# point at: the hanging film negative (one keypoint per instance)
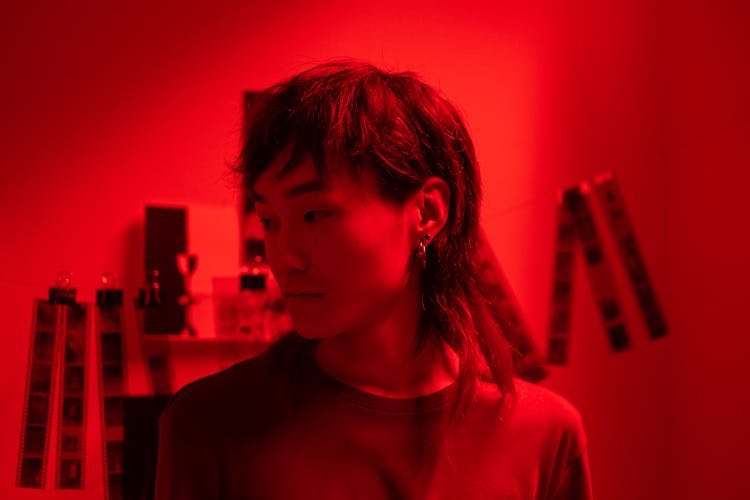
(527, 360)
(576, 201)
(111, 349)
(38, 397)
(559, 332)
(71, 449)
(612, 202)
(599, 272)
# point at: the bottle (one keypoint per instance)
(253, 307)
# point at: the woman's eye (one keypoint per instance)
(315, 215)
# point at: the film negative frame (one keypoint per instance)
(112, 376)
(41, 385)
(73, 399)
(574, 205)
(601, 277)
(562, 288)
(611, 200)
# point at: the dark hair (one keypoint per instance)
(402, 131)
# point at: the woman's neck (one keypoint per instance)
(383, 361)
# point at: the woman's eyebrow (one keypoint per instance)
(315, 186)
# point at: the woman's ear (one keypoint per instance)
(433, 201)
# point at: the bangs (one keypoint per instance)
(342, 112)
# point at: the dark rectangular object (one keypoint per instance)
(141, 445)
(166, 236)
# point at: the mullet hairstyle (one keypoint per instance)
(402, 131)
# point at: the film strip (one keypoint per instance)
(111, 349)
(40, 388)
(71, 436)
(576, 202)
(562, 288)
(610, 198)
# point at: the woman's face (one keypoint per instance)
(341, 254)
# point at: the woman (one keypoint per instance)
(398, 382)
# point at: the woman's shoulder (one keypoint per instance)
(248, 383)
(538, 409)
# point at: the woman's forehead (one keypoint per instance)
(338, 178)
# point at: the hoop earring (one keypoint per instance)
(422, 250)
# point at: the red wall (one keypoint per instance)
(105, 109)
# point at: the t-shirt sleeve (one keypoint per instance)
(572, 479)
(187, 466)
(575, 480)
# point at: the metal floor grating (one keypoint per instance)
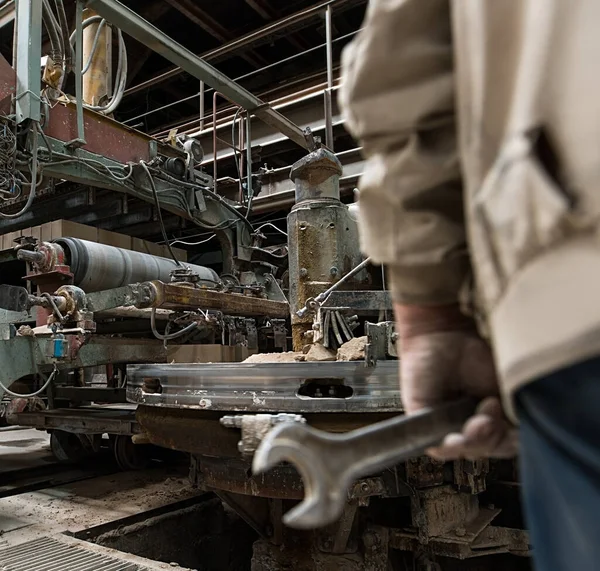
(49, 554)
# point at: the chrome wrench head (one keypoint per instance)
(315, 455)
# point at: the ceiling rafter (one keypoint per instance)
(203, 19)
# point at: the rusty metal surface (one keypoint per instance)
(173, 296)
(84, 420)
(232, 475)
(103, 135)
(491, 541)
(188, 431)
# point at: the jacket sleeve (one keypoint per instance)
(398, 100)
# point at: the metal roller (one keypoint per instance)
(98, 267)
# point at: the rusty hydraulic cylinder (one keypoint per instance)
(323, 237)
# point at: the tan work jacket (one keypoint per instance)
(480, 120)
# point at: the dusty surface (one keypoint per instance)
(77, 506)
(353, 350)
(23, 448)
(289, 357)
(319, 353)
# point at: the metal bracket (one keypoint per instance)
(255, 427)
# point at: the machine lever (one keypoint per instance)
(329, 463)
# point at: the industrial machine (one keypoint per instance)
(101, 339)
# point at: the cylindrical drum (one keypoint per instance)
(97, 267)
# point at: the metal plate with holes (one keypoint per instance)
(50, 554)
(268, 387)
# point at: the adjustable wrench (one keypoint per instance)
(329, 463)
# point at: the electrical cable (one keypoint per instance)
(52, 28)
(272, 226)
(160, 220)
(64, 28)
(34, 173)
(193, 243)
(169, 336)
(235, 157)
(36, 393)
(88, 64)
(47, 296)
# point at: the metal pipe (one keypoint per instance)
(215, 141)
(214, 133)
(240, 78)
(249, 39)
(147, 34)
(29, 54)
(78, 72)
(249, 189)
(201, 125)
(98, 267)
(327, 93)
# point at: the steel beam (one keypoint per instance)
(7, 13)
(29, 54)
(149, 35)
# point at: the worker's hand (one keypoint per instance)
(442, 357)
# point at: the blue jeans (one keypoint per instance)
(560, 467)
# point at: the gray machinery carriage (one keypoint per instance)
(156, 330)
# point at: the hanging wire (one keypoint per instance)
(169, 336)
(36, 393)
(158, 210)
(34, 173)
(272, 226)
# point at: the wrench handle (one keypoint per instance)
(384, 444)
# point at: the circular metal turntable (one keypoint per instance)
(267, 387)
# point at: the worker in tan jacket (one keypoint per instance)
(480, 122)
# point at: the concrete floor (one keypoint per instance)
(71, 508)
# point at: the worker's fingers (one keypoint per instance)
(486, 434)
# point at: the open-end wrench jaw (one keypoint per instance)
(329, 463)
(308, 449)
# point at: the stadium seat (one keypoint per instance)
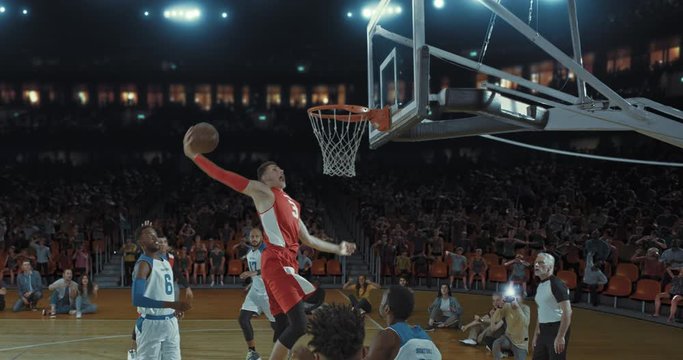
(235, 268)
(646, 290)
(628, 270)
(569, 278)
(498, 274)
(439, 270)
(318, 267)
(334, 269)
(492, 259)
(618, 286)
************
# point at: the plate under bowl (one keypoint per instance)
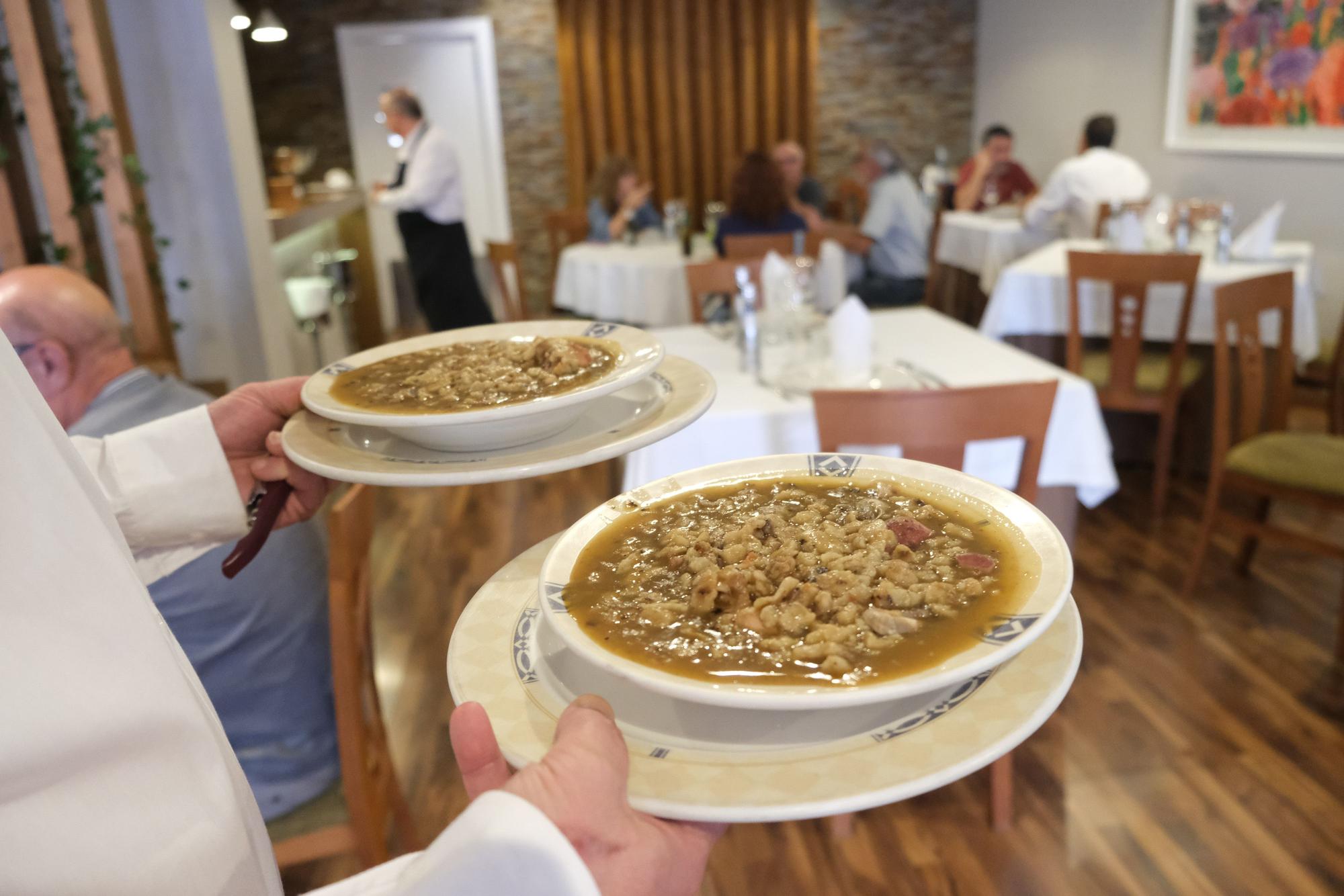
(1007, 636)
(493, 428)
************
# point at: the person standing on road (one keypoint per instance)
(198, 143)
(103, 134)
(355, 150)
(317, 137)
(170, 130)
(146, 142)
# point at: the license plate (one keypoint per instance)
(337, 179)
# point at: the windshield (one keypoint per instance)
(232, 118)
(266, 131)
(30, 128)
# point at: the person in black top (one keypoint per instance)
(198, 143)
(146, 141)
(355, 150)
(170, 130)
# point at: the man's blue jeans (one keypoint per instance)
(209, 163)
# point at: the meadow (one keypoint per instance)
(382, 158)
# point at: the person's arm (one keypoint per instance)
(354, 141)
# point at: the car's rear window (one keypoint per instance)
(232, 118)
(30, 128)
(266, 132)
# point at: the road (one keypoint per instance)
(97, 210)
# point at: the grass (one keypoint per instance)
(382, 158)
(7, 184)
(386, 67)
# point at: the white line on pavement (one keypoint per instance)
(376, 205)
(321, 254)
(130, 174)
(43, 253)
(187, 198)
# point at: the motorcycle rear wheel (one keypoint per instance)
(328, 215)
************
§ What needs to be done
List each row above that contains the string "road", copying every such row in full.

§ Worked solution
# point at: the person standing on road (one keypoint per instance)
# point at: the road (one keypoint per instance)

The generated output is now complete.